*TASK INSTRUCTIONS*
All entries below must be retyped exactly, though pictures are to be skipped.

*SOURCE MATERIAL*
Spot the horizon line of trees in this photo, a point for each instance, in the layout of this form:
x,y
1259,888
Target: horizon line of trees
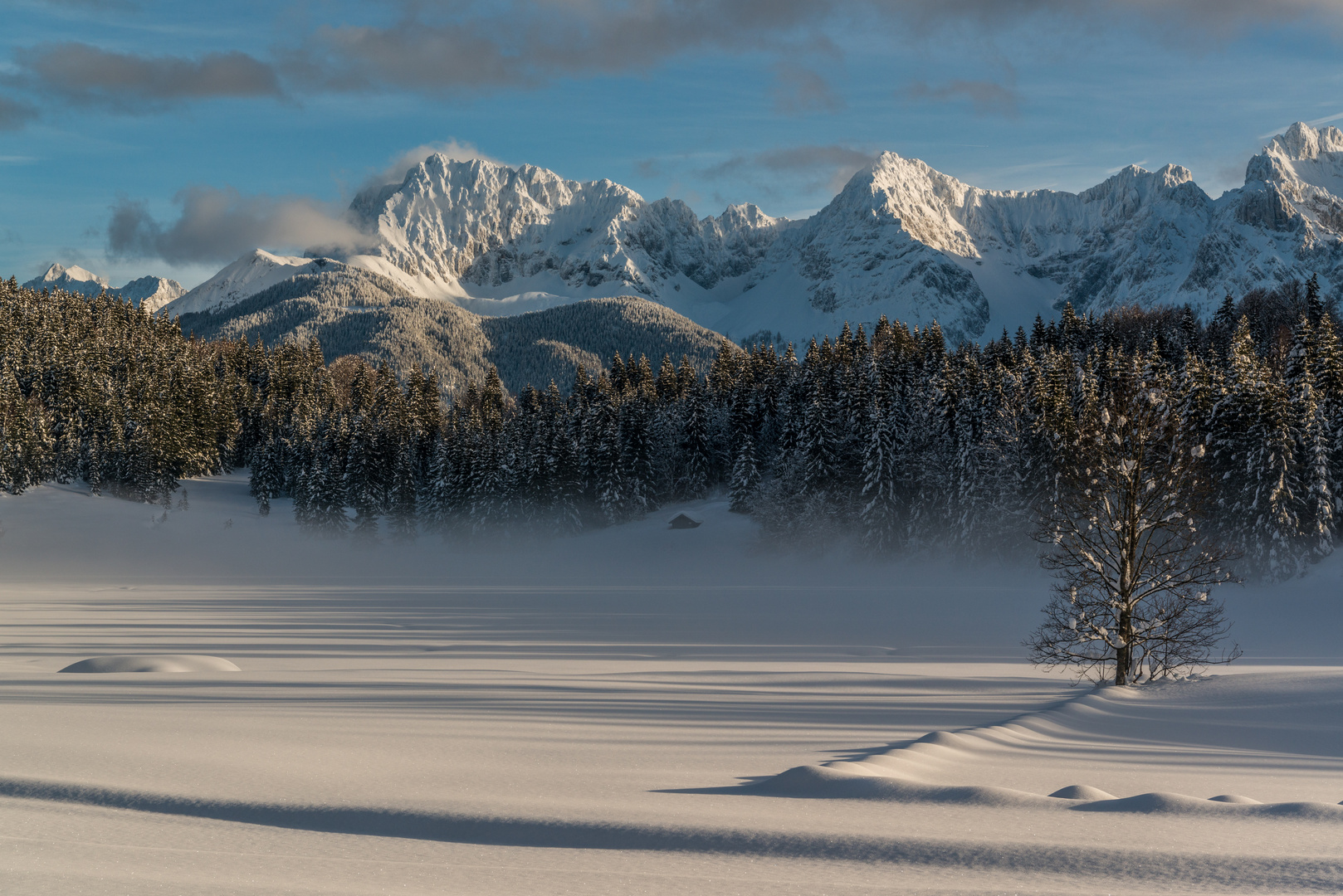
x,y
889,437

*RESPONSE BOX*
Spot the horizon line of trees in this photo, a point for each instance, in the layout of this form:
x,y
1259,888
Target: horizon line of trees
x,y
889,437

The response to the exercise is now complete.